## [Task to complete]
In the listing below, print exactly the lines between the line holding "box: [504, 237, 573, 296]" and the line holding "positive clicks: (835, 277)", inclusive, and no more.

******

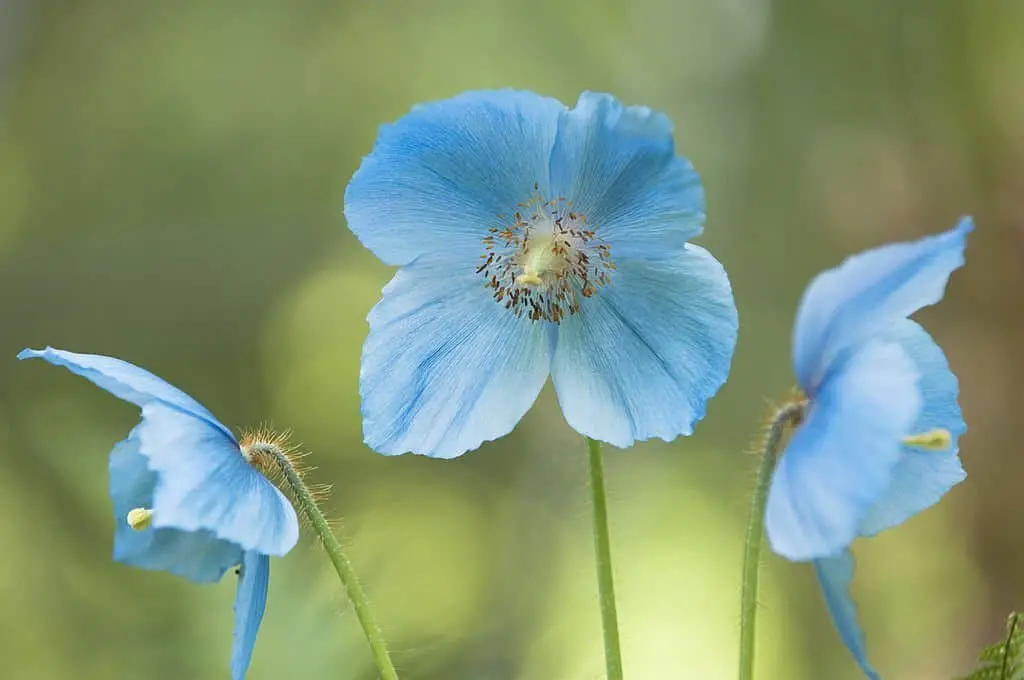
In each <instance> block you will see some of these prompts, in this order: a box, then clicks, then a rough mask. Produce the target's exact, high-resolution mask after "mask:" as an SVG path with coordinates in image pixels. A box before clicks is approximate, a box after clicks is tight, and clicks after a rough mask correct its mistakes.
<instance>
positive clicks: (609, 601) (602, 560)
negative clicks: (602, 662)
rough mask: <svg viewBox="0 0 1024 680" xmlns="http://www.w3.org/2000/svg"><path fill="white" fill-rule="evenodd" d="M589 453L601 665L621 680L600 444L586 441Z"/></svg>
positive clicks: (613, 593) (608, 675) (607, 674)
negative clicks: (600, 643)
mask: <svg viewBox="0 0 1024 680" xmlns="http://www.w3.org/2000/svg"><path fill="white" fill-rule="evenodd" d="M587 449H588V450H589V452H590V490H591V493H592V494H593V498H594V556H595V558H596V561H597V590H598V595H599V597H600V600H601V626H602V627H603V629H604V664H605V668H606V669H607V677H608V680H623V652H622V650H621V649H620V646H618V614H617V613H616V612H615V583H614V579H613V578H612V573H611V547H610V544H609V541H608V502H607V499H606V498H605V495H604V464H603V463H602V461H601V442H600V441H595V440H594V439H590V438H588V439H587Z"/></svg>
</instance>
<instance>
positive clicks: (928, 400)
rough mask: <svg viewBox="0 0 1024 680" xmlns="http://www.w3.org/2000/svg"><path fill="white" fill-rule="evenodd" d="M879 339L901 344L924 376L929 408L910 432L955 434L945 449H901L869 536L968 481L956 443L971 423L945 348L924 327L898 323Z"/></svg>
mask: <svg viewBox="0 0 1024 680" xmlns="http://www.w3.org/2000/svg"><path fill="white" fill-rule="evenodd" d="M881 337H882V338H884V339H885V340H889V341H893V342H898V343H900V345H901V346H902V347H903V350H904V351H905V352H906V353H907V354H908V355H909V356H910V358H911V359H913V363H914V364H915V365H916V367H918V371H919V373H921V380H920V381H919V383H918V389H920V390H921V394H922V397H923V398H924V403H925V406H924V408H923V409H922V411H921V415H920V416H919V417H918V420H916V422H915V423H914V424H913V427H912V428H911V431H912V432H929V431H931V430H934V429H939V428H942V429H945V430H948V431H949V433H950V434H951V435H952V442H951V445H950V448H949V449H947V450H946V451H925V450H922V449H914V448H911V447H903V448H902V452H901V456H900V460H899V463H897V464H896V468H895V469H894V470H893V480H892V483H891V485H890V486H889V490H888V491H887V492H886V494H885V496H883V497H882V499H880V500H879V502H878V503H876V504H874V506H873V507H872V508H871V511H870V512H869V513H868V515H867V517H866V518H865V520H864V523H863V525H862V526H861V528H860V530H861V534H863V535H865V536H871V535H874V534H878V533H879V532H882V530H884V529H887V528H889V527H891V526H896V525H897V524H901V523H903V522H904V521H906V520H907V519H908V518H910V517H911V516H913V515H915V514H916V513H919V512H921V511H922V510H924V509H926V508H929V507H931V506H933V505H935V504H936V503H938V502H939V499H940V498H942V496H943V495H944V494H945V493H946V492H948V491H949V490H950V488H952V487H953V486H954V485H955V484H957V483H959V482H961V481H964V479H965V478H966V477H967V473H966V472H964V468H963V467H961V462H959V459H958V458H957V456H956V452H957V439H958V437H959V436H961V435H962V434H964V432H966V431H967V424H966V423H965V422H964V417H963V415H962V414H961V409H959V405H958V403H957V402H956V394H957V391H958V388H957V383H956V376H954V375H953V374H952V373H951V372H950V371H949V364H948V363H947V362H946V357H945V355H944V354H943V353H942V350H941V349H940V348H939V346H938V345H937V344H935V341H934V340H932V338H931V336H930V335H928V333H927V332H926V331H925V329H923V328H921V327H920V326H918V325H916V324H915V323H913V322H911V321H902V322H899V323H898V324H897V325H896V326H895V327H893V328H892V329H891V330H889V331H887V332H886V333H884V334H883V335H882V336H881Z"/></svg>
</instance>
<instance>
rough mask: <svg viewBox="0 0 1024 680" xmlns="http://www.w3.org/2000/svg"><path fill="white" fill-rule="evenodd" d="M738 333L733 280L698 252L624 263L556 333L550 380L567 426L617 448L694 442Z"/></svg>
mask: <svg viewBox="0 0 1024 680" xmlns="http://www.w3.org/2000/svg"><path fill="white" fill-rule="evenodd" d="M736 328H737V320H736V307H735V303H734V302H733V299H732V291H731V289H730V287H729V280H728V279H727V278H726V274H725V270H724V269H723V268H722V265H721V264H719V262H718V261H717V260H716V259H715V258H714V257H712V256H711V254H710V253H708V251H706V250H703V249H702V248H699V247H697V246H688V247H687V248H686V250H685V251H684V252H683V253H682V254H681V255H679V256H677V257H676V258H673V259H671V260H657V261H640V260H627V261H624V262H621V263H620V264H618V268H617V270H615V271H614V272H613V277H612V280H611V283H609V284H608V285H606V286H604V287H602V288H599V289H598V293H597V294H596V295H595V296H594V297H593V298H590V299H588V300H586V301H585V304H584V306H583V309H582V310H581V311H580V312H579V313H577V314H573V315H570V316H567V317H566V318H564V320H563V321H562V323H561V325H560V326H559V329H558V346H557V349H556V350H555V358H554V362H553V363H552V369H551V376H552V379H553V380H554V384H555V390H556V391H557V392H558V401H559V403H561V407H562V412H563V413H564V414H565V419H566V420H567V421H568V424H569V425H570V426H571V427H572V428H573V429H575V430H577V431H578V432H580V433H581V434H585V435H586V436H589V437H592V438H595V439H600V440H602V441H607V442H608V443H611V444H614V445H616V447H623V448H625V447H629V445H630V444H632V443H633V441H634V440H636V439H648V438H651V437H660V438H663V439H665V440H667V441H669V440H672V439H674V438H675V437H676V436H678V435H680V434H690V433H691V432H692V430H693V424H694V423H695V422H696V421H697V420H699V419H700V418H702V417H703V414H705V408H706V405H707V402H708V399H710V398H711V397H712V396H713V395H714V394H715V392H717V391H718V388H719V387H721V386H722V384H723V383H724V382H725V379H726V377H727V376H728V373H729V364H730V362H731V359H732V350H733V349H734V348H735V344H736Z"/></svg>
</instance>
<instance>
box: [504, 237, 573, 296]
mask: <svg viewBox="0 0 1024 680" xmlns="http://www.w3.org/2000/svg"><path fill="white" fill-rule="evenodd" d="M519 262H520V264H522V273H521V274H519V275H518V277H516V278H515V283H517V284H519V285H520V286H542V285H544V283H545V282H544V277H545V274H547V273H549V272H553V271H558V270H560V269H563V268H564V267H565V256H564V254H562V253H559V252H556V249H555V241H554V239H552V238H551V237H550V236H548V235H536V236H534V237H531V238H530V240H529V242H528V243H527V245H526V248H525V249H524V250H523V252H522V254H521V255H520V256H519Z"/></svg>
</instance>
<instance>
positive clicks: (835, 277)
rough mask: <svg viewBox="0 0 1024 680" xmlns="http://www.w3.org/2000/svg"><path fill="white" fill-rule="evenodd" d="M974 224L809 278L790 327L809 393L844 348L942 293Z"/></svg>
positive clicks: (813, 389)
mask: <svg viewBox="0 0 1024 680" xmlns="http://www.w3.org/2000/svg"><path fill="white" fill-rule="evenodd" d="M973 228H974V226H973V223H972V221H971V219H970V218H964V219H962V220H961V221H959V223H958V224H957V225H956V226H955V227H954V228H952V229H950V230H949V231H946V232H944V233H940V235H938V236H934V237H928V238H926V239H921V240H920V241H914V242H911V243H899V244H891V245H888V246H883V247H881V248H876V249H873V250H868V251H866V252H863V253H860V254H858V255H854V256H853V257H851V258H849V259H847V260H846V261H845V262H844V263H843V264H842V265H840V266H839V267H838V268H836V269H829V270H828V271H824V272H822V273H820V274H818V277H817V278H815V280H814V281H813V282H811V285H810V286H808V288H807V291H806V292H805V293H804V298H803V300H802V301H801V303H800V310H799V311H798V313H797V323H796V325H795V326H794V329H793V366H794V369H795V371H796V374H797V379H798V381H799V382H800V386H801V387H803V389H804V391H805V392H806V393H807V395H808V396H811V397H813V396H814V395H815V393H816V391H817V389H818V387H819V386H820V384H821V382H822V381H823V379H824V377H825V375H826V374H827V372H828V371H830V370H831V369H833V364H834V362H835V360H836V359H837V358H839V357H840V356H841V355H842V354H843V353H844V351H845V350H847V349H849V348H851V347H856V346H857V345H859V344H860V343H861V342H863V341H864V340H866V339H867V338H868V337H870V336H872V335H873V334H876V333H878V332H880V331H883V330H885V329H887V328H889V327H890V326H892V325H893V324H894V323H895V322H897V321H899V320H900V318H904V317H906V316H908V315H909V314H911V313H913V312H914V311H916V310H918V309H921V308H922V307H924V306H927V305H930V304H934V303H936V302H938V301H939V300H940V299H942V294H943V291H944V290H945V287H946V282H947V281H948V280H949V274H950V273H952V271H953V269H955V268H957V267H958V266H961V265H962V264H964V248H965V247H966V245H967V235H968V233H969V232H970V231H971V230H972V229H973Z"/></svg>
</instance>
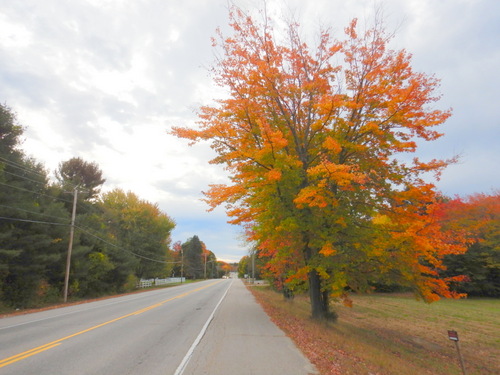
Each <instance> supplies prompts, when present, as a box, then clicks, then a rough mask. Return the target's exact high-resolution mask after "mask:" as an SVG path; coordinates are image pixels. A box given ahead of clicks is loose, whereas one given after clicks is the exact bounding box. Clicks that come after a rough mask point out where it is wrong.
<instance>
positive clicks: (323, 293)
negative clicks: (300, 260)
mask: <svg viewBox="0 0 500 375" xmlns="http://www.w3.org/2000/svg"><path fill="white" fill-rule="evenodd" d="M308 278H309V298H310V300H311V313H312V318H313V319H318V320H322V319H326V318H328V316H329V304H328V302H329V301H328V293H327V292H324V291H323V292H322V291H321V279H320V276H319V275H318V273H317V272H316V270H311V271H309V274H308Z"/></svg>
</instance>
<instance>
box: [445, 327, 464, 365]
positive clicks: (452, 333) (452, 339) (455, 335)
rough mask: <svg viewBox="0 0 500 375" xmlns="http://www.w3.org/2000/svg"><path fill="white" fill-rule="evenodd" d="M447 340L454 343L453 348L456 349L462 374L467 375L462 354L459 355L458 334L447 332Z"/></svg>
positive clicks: (448, 331) (459, 350)
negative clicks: (455, 348)
mask: <svg viewBox="0 0 500 375" xmlns="http://www.w3.org/2000/svg"><path fill="white" fill-rule="evenodd" d="M448 338H449V339H450V340H451V341H455V347H456V348H457V353H458V359H459V360H460V367H461V368H462V373H463V374H464V375H467V374H466V372H465V365H464V359H463V358H462V353H460V344H459V343H458V332H457V331H448Z"/></svg>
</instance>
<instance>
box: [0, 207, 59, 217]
mask: <svg viewBox="0 0 500 375" xmlns="http://www.w3.org/2000/svg"><path fill="white" fill-rule="evenodd" d="M0 207H4V208H10V209H13V210H18V211H22V212H27V213H30V214H35V215H41V216H46V217H50V218H52V219H59V220H67V219H66V218H62V217H59V216H52V215H48V214H44V213H42V212H35V211H29V210H25V209H24V208H20V207H12V206H6V205H4V204H0Z"/></svg>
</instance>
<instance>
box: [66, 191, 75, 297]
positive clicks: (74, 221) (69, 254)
mask: <svg viewBox="0 0 500 375" xmlns="http://www.w3.org/2000/svg"><path fill="white" fill-rule="evenodd" d="M77 196H78V186H75V189H74V190H73V211H72V213H71V226H70V229H69V245H68V256H67V258H66V274H65V275H64V302H67V301H68V287H69V269H70V266H71V252H72V251H73V236H74V233H75V216H76V199H77Z"/></svg>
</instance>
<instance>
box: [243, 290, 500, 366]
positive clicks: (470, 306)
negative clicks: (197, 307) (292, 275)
mask: <svg viewBox="0 0 500 375" xmlns="http://www.w3.org/2000/svg"><path fill="white" fill-rule="evenodd" d="M249 289H250V290H251V291H252V293H253V294H254V296H255V298H256V299H257V301H258V302H259V303H260V304H261V305H262V306H263V308H264V310H265V311H266V312H267V314H268V315H269V316H270V317H271V319H272V320H273V321H274V322H275V323H276V324H277V325H278V326H279V327H280V328H281V329H282V330H283V331H284V332H285V333H286V334H287V335H288V336H289V337H290V338H292V340H294V341H295V343H296V344H297V346H298V347H299V348H300V349H301V350H302V351H303V353H304V354H305V355H306V356H307V357H308V358H309V359H310V360H311V362H312V363H314V364H315V365H316V367H317V368H318V370H319V371H320V373H321V374H335V375H337V374H355V375H361V374H367V375H368V374H370V375H375V374H377V375H378V374H384V375H385V374H388V375H391V374H405V375H406V374H432V375H445V374H446V375H450V374H457V375H460V374H462V372H461V369H460V365H459V362H458V357H457V351H456V348H455V344H454V342H452V341H450V340H449V339H448V335H447V330H456V331H457V332H458V334H459V337H460V342H459V343H460V348H461V352H462V355H463V357H464V362H465V367H466V370H467V374H468V375H488V374H499V373H500V364H499V360H500V358H499V353H500V315H499V314H498V311H500V300H498V299H466V300H441V301H438V302H435V303H433V304H430V305H429V304H426V303H424V302H422V301H416V300H415V299H414V298H413V297H412V296H409V295H402V294H399V295H396V294H392V295H391V294H376V295H368V296H354V297H353V301H354V306H353V307H352V308H349V307H345V306H343V305H341V304H336V303H335V304H333V305H332V307H333V308H334V309H335V311H337V312H338V315H339V318H338V321H337V322H335V323H330V322H316V321H313V320H312V319H310V304H309V301H308V298H307V296H304V295H301V296H296V297H295V299H294V300H293V301H291V302H290V301H285V300H284V299H283V297H282V295H281V294H278V293H276V292H274V291H272V290H271V289H270V288H269V287H249Z"/></svg>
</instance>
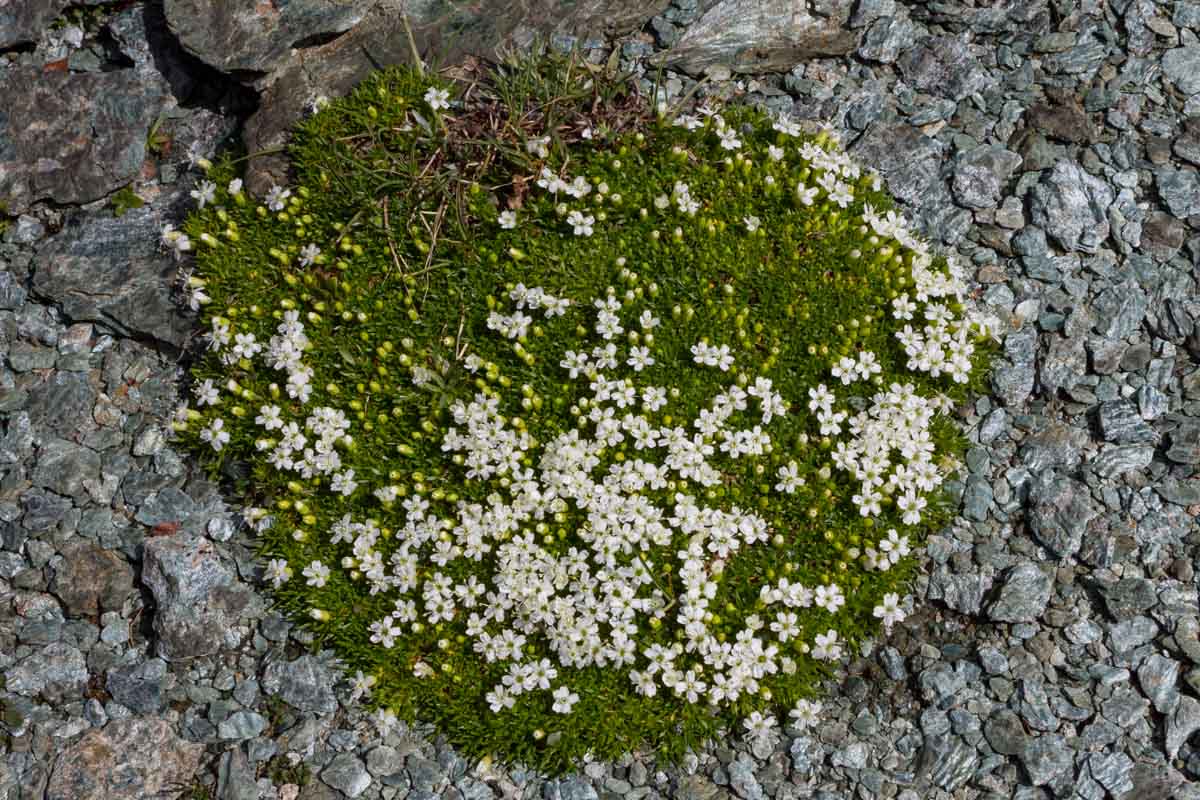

******

## [Answer to this task]
box: [504, 237, 573, 296]
mask: <svg viewBox="0 0 1024 680" xmlns="http://www.w3.org/2000/svg"><path fill="white" fill-rule="evenodd" d="M519 262H520V264H522V273H521V274H519V275H518V277H516V278H515V283H517V284H519V285H520V286H542V285H544V283H545V282H544V277H545V274H547V273H549V272H553V271H558V270H560V269H563V268H564V267H565V256H564V254H562V253H559V252H556V249H555V241H554V239H552V238H551V237H550V236H548V235H536V236H534V237H531V238H530V240H529V242H528V243H527V245H526V248H525V249H524V250H523V252H522V254H521V255H520V256H519Z"/></svg>
</instance>
<instance>
positive clicks: (835, 277)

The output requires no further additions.